SOURCE PASSAGE
*** Begin section ***

83 Notes on Hypothesis Testing

83.1 Hypothesis testing for a single proportion

## Packages
library(tidyverse)
library(tidymodels)

83.1.1 Case Study: Organ Donors

Organ donors may seek the assistance of a medical consultant to help them navigate the surgical process. The consultant’s goal is to minimize any potential complications during the procedure and recovery. Patients may choose a consultant based on their past clients’ complication rates.

A consultant marketed her services by highlighting her exceptional track record. She stated that while the average complication rate for liver donor surgeries in the US is 10%, only 3 out of 62 surgeries she facilitated resulted in complications. She believes this rate demonstrates the significant impact of her work in reducing complications, making her a top choice for potential patients.

83.1.1.1 Data

organ_donor %>%
  count(outcome)
#> # A tibble: 2 × 2
#>   outcome             n
#>   <chr>           <int>
#> 1 complication        3
#> 2 no complication    59

83.1.2 Parameter vs. statistic

A parameter for a hypothesis test is the “true” value of interest. We typically estimate the parameter using a sample statistic as a point estimate.

\(p~\): true rate of complication

\(\hat{p}~\): rate of complication in the sample = \(\frac{3}{62}\) = 0.048

83.1.3 Correlation vs. causation

Is it possible to assess the consultant’s claim using the data?

No. The claim is that there is a causal connection, but the data are observational. For example, maybe patients who can afford a medical consultant can afford better medical care, which can also lead to a lower complication rate. Although it is not possible to assess the causal claim, it is still possible to test for an association using these data. The question to consider is, is the low complication rate of 3 out of 62 surgeries ( \(\hat{p}\) = 0.048) simply due to chance?

83.1.4 Two claims

Null hypothesis: “There is nothing going on”

Complication rate for this consultant is no different than the US average of 10%

Alternative hypothesis: “There is something going on”

Complication rate for this consultant is lower than the US average of 10%

83.1.5 Hypothesis testing as a court trial

Null hypothesis, \(H_0\): Defendant is innocent
Alternative hypothesis, \(H_A\): Defendant is guilty
Present the evidence: Collect data
Judge the evidence: “Could these data plausibly have happened by chance if the null hypothesis were true?”
- Yes: Fail to reject \(H_0\)
- No: Reject \(H_0\)

83.1.6 Hypothesis testing framework

Start with a null hypothesis, \(H_0\), that represents the status quo
Set an alternative hypothesis, \(H_A\), that represents the research question, i.e. what we’re testing for
Conduct a hypothesis test under the assumption that the null hypothesis is true and calculate a p-value (probability of observed or more extreme outcome given that the null hypothesis is true)

*** End section ***

Records from a collection

*** Begin section ***

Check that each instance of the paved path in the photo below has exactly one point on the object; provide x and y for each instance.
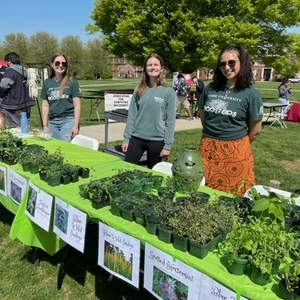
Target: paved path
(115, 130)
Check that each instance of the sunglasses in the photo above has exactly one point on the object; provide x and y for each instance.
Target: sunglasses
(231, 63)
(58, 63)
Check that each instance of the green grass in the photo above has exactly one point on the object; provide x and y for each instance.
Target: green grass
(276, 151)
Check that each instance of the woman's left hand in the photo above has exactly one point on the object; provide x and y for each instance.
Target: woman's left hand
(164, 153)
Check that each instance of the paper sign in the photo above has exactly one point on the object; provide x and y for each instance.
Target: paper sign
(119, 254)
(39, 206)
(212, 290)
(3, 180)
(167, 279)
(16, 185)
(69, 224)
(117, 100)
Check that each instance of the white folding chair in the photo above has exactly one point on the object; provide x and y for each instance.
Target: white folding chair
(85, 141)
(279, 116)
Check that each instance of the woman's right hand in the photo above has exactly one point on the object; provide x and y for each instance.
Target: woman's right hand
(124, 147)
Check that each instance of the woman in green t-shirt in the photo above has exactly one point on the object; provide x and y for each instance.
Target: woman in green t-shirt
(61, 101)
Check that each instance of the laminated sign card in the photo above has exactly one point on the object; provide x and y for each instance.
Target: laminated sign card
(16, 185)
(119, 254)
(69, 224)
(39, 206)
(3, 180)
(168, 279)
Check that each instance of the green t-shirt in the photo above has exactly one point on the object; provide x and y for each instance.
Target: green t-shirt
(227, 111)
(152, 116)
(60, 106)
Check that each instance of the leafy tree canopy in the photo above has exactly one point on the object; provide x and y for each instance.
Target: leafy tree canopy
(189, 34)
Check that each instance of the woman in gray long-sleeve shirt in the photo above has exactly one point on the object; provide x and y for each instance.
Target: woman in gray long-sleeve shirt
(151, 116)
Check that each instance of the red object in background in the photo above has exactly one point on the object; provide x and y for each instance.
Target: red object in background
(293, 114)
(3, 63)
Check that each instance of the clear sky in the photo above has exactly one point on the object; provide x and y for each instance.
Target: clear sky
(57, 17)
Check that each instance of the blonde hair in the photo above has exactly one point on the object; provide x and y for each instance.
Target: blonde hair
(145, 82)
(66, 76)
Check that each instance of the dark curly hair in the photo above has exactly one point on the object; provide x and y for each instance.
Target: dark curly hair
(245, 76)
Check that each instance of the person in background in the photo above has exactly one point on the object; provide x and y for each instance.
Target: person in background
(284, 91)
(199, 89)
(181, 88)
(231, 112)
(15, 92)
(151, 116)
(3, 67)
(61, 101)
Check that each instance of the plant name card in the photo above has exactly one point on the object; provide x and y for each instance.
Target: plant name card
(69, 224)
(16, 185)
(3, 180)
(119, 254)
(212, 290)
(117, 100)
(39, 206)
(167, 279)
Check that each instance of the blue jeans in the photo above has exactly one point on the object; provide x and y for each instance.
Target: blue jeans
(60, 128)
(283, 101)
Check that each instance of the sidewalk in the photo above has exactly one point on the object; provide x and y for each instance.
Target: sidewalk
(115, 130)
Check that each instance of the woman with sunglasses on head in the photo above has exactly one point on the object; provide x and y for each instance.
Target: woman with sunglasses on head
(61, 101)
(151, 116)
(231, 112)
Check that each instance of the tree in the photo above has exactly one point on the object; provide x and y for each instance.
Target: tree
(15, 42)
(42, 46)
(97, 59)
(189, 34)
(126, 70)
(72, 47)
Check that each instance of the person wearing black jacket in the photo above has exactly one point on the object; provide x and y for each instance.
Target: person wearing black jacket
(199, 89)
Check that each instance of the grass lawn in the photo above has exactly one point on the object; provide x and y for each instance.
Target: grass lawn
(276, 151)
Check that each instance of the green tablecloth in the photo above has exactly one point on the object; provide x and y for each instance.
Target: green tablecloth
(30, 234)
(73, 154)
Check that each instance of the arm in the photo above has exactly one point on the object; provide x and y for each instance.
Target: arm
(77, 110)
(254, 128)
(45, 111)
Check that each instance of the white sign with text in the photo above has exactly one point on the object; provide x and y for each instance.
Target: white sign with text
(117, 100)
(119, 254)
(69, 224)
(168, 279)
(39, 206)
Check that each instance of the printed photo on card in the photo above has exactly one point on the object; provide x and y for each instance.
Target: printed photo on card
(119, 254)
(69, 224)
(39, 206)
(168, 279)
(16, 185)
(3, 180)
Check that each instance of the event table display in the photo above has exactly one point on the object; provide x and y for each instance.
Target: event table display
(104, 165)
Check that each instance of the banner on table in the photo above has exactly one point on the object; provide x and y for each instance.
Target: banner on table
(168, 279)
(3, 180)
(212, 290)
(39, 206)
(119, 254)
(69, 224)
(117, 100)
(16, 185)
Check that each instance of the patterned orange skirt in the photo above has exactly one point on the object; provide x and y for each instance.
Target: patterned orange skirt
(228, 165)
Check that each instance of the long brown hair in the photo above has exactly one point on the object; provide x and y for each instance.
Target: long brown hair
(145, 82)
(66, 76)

*** End section ***
*** Begin section ***

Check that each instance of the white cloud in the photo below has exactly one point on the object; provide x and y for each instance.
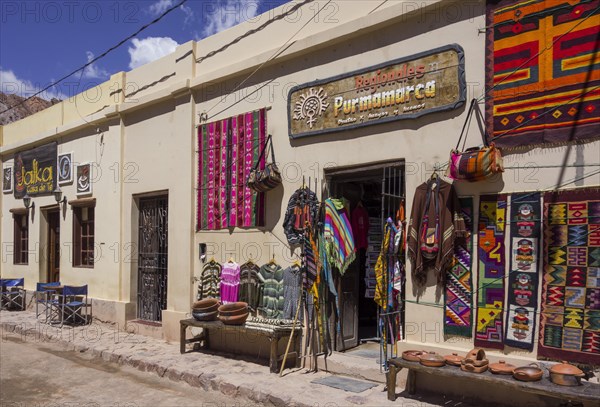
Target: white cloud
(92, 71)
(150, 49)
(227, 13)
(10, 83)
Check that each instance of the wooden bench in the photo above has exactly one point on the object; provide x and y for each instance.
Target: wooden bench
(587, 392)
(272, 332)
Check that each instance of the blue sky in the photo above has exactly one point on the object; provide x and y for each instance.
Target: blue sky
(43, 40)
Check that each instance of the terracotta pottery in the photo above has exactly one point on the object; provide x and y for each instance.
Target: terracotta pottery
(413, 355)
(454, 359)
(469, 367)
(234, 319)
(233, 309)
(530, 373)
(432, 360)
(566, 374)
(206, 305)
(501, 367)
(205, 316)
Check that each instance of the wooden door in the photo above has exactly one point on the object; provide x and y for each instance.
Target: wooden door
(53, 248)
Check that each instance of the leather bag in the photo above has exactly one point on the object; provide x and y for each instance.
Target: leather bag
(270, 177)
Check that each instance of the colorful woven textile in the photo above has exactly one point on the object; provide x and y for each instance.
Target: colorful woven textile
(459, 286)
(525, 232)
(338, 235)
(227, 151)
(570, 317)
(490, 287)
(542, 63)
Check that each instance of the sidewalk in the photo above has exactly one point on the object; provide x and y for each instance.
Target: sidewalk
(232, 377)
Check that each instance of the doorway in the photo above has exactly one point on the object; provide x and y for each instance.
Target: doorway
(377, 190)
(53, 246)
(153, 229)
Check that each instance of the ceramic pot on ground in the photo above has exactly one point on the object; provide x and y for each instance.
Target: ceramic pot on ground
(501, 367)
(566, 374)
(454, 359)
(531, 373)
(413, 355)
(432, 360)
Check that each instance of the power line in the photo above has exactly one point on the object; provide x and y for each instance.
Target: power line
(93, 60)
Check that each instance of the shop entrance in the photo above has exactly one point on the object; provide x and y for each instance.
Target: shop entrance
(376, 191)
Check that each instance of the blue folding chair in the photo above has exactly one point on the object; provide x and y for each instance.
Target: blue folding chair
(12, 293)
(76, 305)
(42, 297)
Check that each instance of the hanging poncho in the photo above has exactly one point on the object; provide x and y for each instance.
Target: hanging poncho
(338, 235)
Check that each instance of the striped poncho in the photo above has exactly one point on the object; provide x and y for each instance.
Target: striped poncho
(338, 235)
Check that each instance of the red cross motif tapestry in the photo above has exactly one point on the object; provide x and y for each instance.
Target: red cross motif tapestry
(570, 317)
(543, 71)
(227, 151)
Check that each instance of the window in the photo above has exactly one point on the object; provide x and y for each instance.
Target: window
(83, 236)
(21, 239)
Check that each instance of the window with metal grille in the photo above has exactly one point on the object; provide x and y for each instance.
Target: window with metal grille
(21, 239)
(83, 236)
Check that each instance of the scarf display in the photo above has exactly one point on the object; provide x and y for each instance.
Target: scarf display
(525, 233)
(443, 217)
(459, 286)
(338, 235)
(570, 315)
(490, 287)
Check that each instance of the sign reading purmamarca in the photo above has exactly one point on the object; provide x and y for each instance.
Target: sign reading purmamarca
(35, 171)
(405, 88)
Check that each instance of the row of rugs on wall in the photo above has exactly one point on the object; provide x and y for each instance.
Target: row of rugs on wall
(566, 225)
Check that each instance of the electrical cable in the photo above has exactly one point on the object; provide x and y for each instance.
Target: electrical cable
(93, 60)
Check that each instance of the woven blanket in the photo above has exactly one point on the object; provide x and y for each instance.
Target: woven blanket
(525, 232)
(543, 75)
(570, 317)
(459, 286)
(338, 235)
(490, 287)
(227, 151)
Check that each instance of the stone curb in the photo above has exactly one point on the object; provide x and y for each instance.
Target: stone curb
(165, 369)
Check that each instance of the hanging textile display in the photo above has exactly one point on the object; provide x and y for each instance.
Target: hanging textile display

*** End section ***

REQUIRED WORK
1. According to the hypothesis testing notes, what is the average complication rate for liver donor surgeries in the US?
2. Please repeat a section of the hypothesis testing notes word for word, beginning at the words "Null hypothesis, \(H_0\): Defendant" and stopping after "to reject \(H_0\)".

SOLUTIONS FOR EACH TASK
1. 10%

2.
Null hypothesis, \(H_0\): Defendant is innocent
Alternative hypothesis, \(H_A\): Defendant is guilty
Present the evidence: Collect data
Judge the evidence: “Could these data plausibly have happened by chance if the null hypothesis were true?”
- Yes: Fail to reject \(H_0\)